**To be done**
Update the listing below by changing every "segment" to "outline" and leaving everything else as it is.

Records from an annotation dataset
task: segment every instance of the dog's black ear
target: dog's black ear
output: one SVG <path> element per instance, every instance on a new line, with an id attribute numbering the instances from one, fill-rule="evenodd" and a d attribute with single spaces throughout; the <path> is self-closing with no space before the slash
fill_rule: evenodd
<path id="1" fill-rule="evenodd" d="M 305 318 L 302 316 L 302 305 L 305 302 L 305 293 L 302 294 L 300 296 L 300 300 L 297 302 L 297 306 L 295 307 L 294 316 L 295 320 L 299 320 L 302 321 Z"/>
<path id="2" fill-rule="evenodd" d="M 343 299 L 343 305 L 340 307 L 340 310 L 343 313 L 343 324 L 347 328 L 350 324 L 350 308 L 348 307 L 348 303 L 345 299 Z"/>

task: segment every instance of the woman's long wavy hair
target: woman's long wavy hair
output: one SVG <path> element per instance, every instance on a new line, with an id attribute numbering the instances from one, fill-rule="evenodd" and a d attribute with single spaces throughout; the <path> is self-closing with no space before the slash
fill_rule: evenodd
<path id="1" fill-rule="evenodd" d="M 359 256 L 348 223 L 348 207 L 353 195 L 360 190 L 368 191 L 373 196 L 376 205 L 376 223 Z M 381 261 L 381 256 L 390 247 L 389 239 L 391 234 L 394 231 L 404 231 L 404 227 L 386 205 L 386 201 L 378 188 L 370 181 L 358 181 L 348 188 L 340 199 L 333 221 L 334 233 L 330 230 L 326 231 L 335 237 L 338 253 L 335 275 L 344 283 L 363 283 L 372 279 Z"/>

**Response to the exercise**
task: outline every instance of the dog's black ear
target: dog's black ear
output: one SVG <path> element per instance, every instance on a new line, with an id attribute numbering the instances from one, fill-rule="evenodd" and a d attribute with single spaces throughout; the <path> is self-closing with no space before the slash
fill_rule: evenodd
<path id="1" fill-rule="evenodd" d="M 305 318 L 302 316 L 302 305 L 305 302 L 305 293 L 302 294 L 300 296 L 300 300 L 297 302 L 297 306 L 295 307 L 294 316 L 295 320 L 299 320 L 302 321 Z"/>
<path id="2" fill-rule="evenodd" d="M 343 299 L 343 305 L 340 307 L 340 310 L 343 313 L 343 324 L 347 328 L 350 324 L 350 308 L 348 307 L 348 303 L 345 299 Z"/>

task: outline every instance of the woman's long wavy hair
target: woman's long wavy hair
output: one SVG <path> element per instance, every instance on a new line, with an id attribute numbering the instances from one, fill-rule="evenodd" and a d attribute with single spaces throughout; the <path> is self-closing with no space before the slash
fill_rule: evenodd
<path id="1" fill-rule="evenodd" d="M 359 256 L 348 223 L 348 207 L 353 195 L 360 190 L 368 191 L 373 196 L 376 205 L 376 223 Z M 381 261 L 381 256 L 390 247 L 389 239 L 391 234 L 394 231 L 404 231 L 404 227 L 386 205 L 386 201 L 378 188 L 370 181 L 358 181 L 348 188 L 340 199 L 333 221 L 334 233 L 330 230 L 326 231 L 335 237 L 338 253 L 335 275 L 344 283 L 363 283 L 372 279 Z"/>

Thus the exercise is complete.